Natural language region descriptions
- - - -
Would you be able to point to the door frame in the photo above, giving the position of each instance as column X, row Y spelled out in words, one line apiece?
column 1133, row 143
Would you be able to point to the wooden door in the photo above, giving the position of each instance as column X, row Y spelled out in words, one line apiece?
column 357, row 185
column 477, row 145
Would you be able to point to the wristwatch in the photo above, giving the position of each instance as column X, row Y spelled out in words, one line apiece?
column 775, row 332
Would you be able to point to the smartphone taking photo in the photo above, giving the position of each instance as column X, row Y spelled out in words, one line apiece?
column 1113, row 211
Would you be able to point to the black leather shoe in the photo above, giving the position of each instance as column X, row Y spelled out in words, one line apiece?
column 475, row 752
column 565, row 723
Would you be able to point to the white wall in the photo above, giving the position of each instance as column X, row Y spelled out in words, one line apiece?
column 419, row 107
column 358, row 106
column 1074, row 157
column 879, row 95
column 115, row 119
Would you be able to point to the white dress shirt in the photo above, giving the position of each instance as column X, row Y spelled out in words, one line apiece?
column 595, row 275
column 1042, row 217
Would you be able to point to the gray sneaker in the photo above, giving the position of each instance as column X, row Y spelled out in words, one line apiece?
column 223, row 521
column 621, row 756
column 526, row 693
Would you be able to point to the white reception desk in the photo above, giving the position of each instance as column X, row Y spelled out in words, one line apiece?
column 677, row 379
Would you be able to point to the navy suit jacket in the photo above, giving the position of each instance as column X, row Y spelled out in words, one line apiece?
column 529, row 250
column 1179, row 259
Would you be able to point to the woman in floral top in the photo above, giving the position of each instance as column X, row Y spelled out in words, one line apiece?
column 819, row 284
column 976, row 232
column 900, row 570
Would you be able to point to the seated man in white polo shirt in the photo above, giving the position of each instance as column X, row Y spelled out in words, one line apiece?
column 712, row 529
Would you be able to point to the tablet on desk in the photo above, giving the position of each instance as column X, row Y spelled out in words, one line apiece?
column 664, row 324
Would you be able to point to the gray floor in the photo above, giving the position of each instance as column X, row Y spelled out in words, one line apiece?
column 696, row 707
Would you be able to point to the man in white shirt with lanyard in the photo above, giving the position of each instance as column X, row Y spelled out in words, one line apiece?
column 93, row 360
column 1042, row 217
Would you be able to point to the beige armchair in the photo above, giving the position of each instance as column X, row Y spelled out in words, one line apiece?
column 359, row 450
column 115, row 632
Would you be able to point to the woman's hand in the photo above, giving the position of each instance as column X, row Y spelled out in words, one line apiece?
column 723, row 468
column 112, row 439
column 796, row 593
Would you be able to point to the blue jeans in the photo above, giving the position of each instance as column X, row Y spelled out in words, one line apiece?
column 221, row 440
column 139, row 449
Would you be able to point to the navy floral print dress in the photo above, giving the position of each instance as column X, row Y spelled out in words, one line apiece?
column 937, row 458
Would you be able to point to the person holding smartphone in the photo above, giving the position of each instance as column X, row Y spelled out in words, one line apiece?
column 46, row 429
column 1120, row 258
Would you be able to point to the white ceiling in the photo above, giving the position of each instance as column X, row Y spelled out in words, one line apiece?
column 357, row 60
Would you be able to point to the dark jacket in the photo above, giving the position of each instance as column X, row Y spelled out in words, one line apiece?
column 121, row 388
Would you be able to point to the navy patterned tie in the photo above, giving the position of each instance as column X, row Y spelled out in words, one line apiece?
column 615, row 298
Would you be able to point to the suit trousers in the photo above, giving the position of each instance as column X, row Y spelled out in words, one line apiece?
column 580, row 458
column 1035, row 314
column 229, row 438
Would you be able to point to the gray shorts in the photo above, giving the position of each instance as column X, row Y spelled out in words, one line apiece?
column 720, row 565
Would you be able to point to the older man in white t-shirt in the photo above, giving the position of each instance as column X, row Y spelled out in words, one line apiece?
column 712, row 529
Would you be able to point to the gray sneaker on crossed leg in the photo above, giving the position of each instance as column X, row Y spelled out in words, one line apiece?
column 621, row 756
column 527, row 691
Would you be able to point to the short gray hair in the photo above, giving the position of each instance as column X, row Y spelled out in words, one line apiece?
- - - -
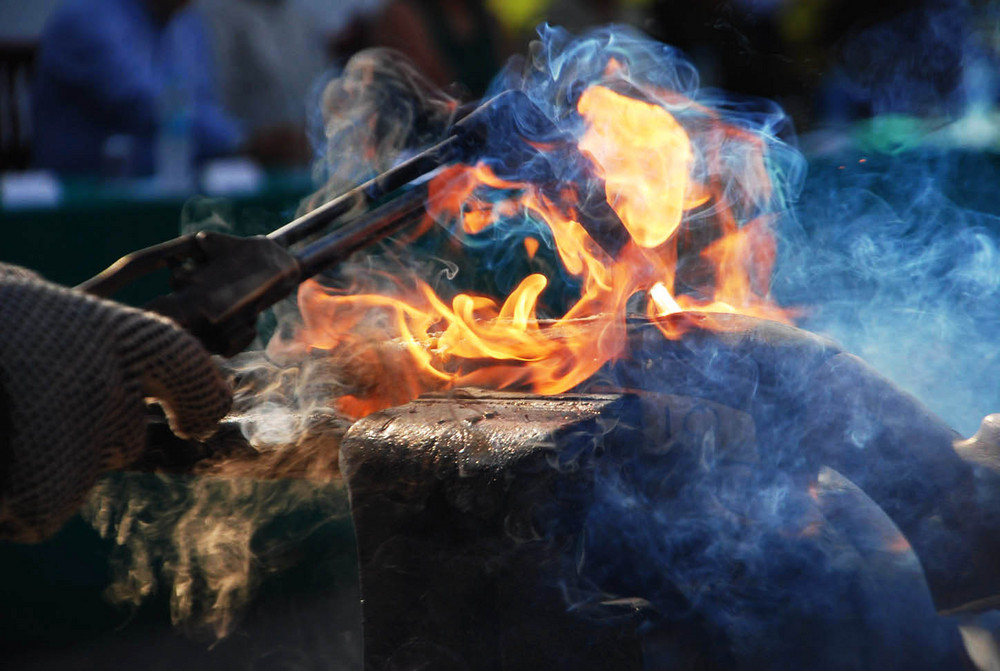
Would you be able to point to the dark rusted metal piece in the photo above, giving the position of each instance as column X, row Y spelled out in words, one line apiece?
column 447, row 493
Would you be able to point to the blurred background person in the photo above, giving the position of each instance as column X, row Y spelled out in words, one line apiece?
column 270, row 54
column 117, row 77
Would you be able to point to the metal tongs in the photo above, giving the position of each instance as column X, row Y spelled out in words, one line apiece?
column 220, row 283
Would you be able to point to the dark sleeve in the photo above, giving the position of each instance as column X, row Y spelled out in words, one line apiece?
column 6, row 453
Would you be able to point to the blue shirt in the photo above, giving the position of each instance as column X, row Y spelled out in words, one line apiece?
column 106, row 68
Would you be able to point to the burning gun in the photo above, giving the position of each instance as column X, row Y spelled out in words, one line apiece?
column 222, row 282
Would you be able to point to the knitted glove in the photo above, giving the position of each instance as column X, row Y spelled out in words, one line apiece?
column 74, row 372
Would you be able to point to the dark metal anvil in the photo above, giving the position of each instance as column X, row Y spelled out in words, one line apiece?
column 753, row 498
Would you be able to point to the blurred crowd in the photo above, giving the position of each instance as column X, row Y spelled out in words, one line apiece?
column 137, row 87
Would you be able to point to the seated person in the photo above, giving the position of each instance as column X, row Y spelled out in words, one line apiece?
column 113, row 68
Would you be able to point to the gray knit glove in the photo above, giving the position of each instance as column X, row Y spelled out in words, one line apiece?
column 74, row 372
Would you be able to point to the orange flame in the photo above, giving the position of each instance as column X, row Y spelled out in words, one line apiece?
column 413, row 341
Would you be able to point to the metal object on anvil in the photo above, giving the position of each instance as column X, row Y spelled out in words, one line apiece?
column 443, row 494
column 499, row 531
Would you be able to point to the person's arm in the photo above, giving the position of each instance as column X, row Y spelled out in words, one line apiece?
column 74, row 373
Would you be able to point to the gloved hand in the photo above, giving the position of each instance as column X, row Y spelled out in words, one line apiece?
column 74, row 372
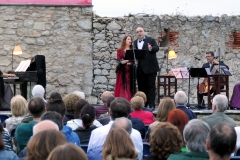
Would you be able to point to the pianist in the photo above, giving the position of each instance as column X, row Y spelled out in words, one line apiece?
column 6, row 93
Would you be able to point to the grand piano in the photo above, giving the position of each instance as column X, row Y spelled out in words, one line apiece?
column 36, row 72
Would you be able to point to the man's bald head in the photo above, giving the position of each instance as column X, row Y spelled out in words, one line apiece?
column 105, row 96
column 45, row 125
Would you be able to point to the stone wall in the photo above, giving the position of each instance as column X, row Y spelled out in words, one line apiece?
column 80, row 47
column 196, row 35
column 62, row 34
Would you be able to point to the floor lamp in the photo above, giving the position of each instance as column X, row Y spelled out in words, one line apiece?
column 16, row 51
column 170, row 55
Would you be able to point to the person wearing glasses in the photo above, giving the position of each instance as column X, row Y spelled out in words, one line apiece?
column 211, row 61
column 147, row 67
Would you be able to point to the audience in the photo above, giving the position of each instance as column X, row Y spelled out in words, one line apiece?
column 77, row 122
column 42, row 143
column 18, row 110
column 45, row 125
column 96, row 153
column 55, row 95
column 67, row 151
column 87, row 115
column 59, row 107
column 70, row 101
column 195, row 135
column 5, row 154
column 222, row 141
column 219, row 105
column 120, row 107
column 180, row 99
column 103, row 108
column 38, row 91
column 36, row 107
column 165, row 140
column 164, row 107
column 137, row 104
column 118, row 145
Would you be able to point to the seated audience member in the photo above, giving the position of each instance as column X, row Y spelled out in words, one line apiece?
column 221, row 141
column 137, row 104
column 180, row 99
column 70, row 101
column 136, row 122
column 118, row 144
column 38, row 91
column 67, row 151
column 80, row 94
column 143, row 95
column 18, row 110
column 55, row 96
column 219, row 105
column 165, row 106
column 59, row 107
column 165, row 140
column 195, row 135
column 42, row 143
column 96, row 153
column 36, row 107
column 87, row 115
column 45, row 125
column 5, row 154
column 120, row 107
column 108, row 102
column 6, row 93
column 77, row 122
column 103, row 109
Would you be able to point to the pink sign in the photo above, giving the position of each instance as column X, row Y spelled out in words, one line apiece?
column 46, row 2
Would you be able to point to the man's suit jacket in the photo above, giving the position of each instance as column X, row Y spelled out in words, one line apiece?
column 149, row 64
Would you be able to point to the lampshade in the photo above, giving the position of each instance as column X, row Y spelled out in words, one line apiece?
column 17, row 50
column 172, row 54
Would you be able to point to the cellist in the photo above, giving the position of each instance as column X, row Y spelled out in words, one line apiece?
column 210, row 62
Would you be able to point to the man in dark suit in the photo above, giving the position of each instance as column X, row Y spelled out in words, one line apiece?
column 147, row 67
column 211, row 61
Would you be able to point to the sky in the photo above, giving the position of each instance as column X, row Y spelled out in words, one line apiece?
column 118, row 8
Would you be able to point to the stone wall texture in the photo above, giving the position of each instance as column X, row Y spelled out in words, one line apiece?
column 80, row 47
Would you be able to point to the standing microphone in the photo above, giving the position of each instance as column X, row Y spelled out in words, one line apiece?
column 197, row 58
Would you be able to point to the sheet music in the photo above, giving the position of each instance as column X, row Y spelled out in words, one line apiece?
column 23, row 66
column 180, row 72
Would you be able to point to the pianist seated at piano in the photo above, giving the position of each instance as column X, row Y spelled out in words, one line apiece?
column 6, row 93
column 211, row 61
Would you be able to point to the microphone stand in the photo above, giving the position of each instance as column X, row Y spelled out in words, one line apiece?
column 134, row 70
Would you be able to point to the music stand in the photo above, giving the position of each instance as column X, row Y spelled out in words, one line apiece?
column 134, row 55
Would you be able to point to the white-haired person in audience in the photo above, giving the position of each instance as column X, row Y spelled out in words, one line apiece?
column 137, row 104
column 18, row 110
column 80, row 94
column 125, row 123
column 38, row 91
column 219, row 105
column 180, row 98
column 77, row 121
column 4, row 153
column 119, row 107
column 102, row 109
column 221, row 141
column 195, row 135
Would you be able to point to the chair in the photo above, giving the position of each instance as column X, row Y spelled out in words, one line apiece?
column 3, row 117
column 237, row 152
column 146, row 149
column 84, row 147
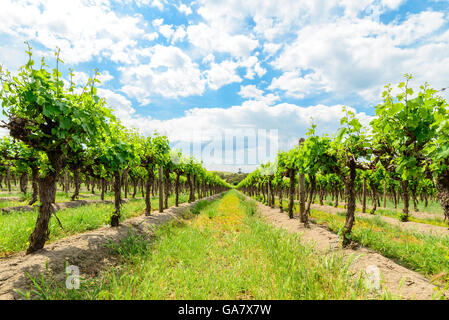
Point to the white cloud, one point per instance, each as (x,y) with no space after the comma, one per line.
- - - -
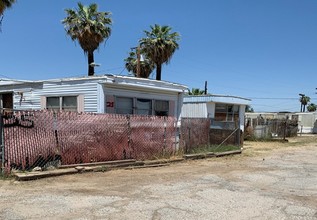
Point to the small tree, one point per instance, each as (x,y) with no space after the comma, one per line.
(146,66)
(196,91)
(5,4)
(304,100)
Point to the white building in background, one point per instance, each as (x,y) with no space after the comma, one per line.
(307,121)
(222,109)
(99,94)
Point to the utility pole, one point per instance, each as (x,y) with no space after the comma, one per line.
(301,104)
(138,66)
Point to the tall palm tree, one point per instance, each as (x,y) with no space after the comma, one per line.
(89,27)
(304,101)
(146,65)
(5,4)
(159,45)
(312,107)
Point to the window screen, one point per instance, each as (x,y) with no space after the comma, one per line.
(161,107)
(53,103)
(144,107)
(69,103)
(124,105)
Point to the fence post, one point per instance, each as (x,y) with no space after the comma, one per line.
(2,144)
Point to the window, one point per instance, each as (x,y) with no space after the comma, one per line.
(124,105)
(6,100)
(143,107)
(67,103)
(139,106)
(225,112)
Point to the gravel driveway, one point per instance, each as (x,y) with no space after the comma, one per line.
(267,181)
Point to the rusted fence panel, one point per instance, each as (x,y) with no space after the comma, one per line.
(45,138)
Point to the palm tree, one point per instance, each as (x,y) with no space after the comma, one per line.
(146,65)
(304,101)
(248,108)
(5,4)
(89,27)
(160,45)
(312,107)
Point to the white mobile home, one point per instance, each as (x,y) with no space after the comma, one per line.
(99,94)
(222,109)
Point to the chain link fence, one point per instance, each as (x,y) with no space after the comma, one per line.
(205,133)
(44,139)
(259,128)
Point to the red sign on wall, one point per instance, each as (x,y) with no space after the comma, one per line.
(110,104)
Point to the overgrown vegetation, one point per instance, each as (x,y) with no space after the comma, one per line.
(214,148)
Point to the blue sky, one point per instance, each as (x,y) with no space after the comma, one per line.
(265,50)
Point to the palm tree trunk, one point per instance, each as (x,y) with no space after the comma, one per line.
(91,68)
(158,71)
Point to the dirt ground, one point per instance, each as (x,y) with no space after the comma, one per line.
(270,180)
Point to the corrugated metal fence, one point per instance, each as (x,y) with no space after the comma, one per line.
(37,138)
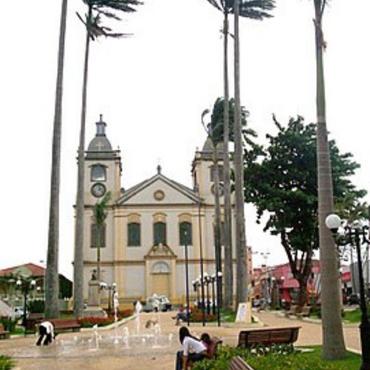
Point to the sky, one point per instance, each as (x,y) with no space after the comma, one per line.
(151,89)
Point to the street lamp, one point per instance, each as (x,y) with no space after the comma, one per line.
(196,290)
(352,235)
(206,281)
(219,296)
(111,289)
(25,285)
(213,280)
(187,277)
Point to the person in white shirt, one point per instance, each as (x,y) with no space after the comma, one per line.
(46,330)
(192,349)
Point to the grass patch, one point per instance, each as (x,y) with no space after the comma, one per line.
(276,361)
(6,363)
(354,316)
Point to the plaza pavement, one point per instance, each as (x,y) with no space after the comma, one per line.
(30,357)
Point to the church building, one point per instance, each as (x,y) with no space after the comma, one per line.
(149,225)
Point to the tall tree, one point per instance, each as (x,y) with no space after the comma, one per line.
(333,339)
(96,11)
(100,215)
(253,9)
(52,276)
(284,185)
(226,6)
- - - -
__WHAT THIS TASK INVOLVES__
Give back, exactly and without pictures, the stretch of the records above from the line containing "Would you be able to point to the standing" through the line containing "Point to the white cloud, one", with both end lines included.

__TASK RESPONSE__
Would you be able to point to the standing microphone in the photo above, giving the position of each instance as column X, row Y spelled out in words, one line apiece?
column 197, row 58
Would you be able to point to the sheet music in the photo above, giving the position of each instance as column X, row Y spelled out in words, one line apiece?
column 23, row 66
column 180, row 72
Would you be able to point to the pianist seated at piano in the photo above, giving the position of each instance as column X, row Y spelled out in words, one line apiece?
column 6, row 93
column 211, row 61
Would you be able to point to the microphone stand in the photo above, giving the position of each instance as column X, row Y spelled out in words, one line apiece?
column 134, row 70
Would you be able to point to the music stand in the photo above, giving the position of each instance as column X, row Y spelled out in words, one line apiece?
column 134, row 55
Would you be able to point to the white-haired person in audience in the photo above, giving the position of each instance as column X, row Y spelled out in words, one line apiece?
column 137, row 104
column 18, row 110
column 80, row 94
column 125, row 123
column 38, row 91
column 219, row 105
column 180, row 98
column 77, row 121
column 4, row 153
column 119, row 107
column 102, row 109
column 221, row 141
column 195, row 135
Would you be able to point to the chair in the photo above, giving the position of each instance as column X, row Y spelled out in words, one line apiece?
column 3, row 117
column 237, row 152
column 146, row 149
column 84, row 147
Point to the white cloud, one point per instance, each as (x,y) with no space after the comma, one per line.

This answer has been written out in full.